Task input Start Marker

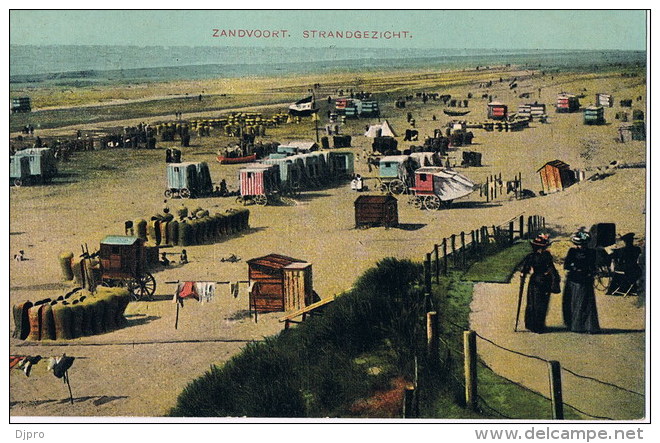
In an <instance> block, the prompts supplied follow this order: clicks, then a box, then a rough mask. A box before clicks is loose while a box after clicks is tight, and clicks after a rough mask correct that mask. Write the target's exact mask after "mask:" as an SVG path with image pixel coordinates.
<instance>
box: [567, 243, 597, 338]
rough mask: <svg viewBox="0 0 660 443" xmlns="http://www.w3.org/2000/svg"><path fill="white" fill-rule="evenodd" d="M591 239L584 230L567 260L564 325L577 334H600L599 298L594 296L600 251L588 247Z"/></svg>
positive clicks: (569, 252)
mask: <svg viewBox="0 0 660 443" xmlns="http://www.w3.org/2000/svg"><path fill="white" fill-rule="evenodd" d="M589 239H590V236H589V234H588V233H586V232H583V231H580V232H578V233H576V234H575V236H573V238H572V239H571V241H572V242H573V243H574V244H575V246H576V247H575V248H571V249H569V251H568V254H567V255H566V259H565V260H564V269H566V270H567V271H568V273H567V275H566V285H565V286H564V298H563V303H562V304H563V313H564V324H566V327H567V328H568V329H569V330H571V331H573V332H586V333H589V334H596V333H598V332H600V325H599V324H598V311H597V310H596V296H595V294H594V274H595V272H596V250H595V249H591V248H588V247H587V243H588V242H589Z"/></svg>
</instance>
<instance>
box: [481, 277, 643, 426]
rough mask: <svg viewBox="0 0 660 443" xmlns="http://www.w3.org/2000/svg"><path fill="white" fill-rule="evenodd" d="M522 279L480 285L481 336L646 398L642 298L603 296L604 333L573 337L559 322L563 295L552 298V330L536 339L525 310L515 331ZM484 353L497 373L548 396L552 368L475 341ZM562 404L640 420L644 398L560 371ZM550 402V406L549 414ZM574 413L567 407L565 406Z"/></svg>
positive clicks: (601, 301)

Task input End Marker

- Brief -
The full set of entries should be transcribed exactly, pictures left aside.

- Result for this task -
In an <instance> block, the prompts supplied follow this order: clicks, then a box, then a rough mask. A box before clicks is loose while a box after clicks is tight, and clicks after a rough mask correct that mask. Write the target's exact mask after "mask:" as an SVG path with image pixel coordinates.
<instance>
box: [567, 243, 597, 338]
rough mask: <svg viewBox="0 0 660 443" xmlns="http://www.w3.org/2000/svg"><path fill="white" fill-rule="evenodd" d="M591 239L584 230L567 260L564 325L577 334H600L599 298L594 296L600 251L588 247Z"/></svg>
positive clicks: (569, 252)
mask: <svg viewBox="0 0 660 443" xmlns="http://www.w3.org/2000/svg"><path fill="white" fill-rule="evenodd" d="M589 239H590V236H589V234H588V233H586V232H583V231H580V232H578V233H576V234H575V236H573V238H572V239H571V241H572V242H573V243H574V244H575V246H576V247H575V248H571V249H569V251H568V254H567V255H566V259H565V260H564V269H566V270H567V271H568V273H567V275H566V285H565V286H564V298H563V303H562V304H563V313H564V324H566V327H567V328H568V329H569V330H571V331H573V332H586V333H589V334H596V333H598V332H600V325H599V324H598V311H597V310H596V296H595V294H594V274H595V272H596V250H595V249H591V248H588V247H587V243H588V242H589Z"/></svg>
</instance>
<instance>
box: [481, 277, 643, 426]
rough mask: <svg viewBox="0 0 660 443" xmlns="http://www.w3.org/2000/svg"><path fill="white" fill-rule="evenodd" d="M522 279L480 285L481 336L646 398L642 298L603 296L604 333L573 337L559 322L563 295L552 298V330L536 339L525 310L515 331ZM484 353L497 373L548 396L552 368L475 341ZM562 404L640 420L644 398L560 371ZM550 402V406L549 414ZM574 413L567 407L565 406Z"/></svg>
positive clicks: (601, 301)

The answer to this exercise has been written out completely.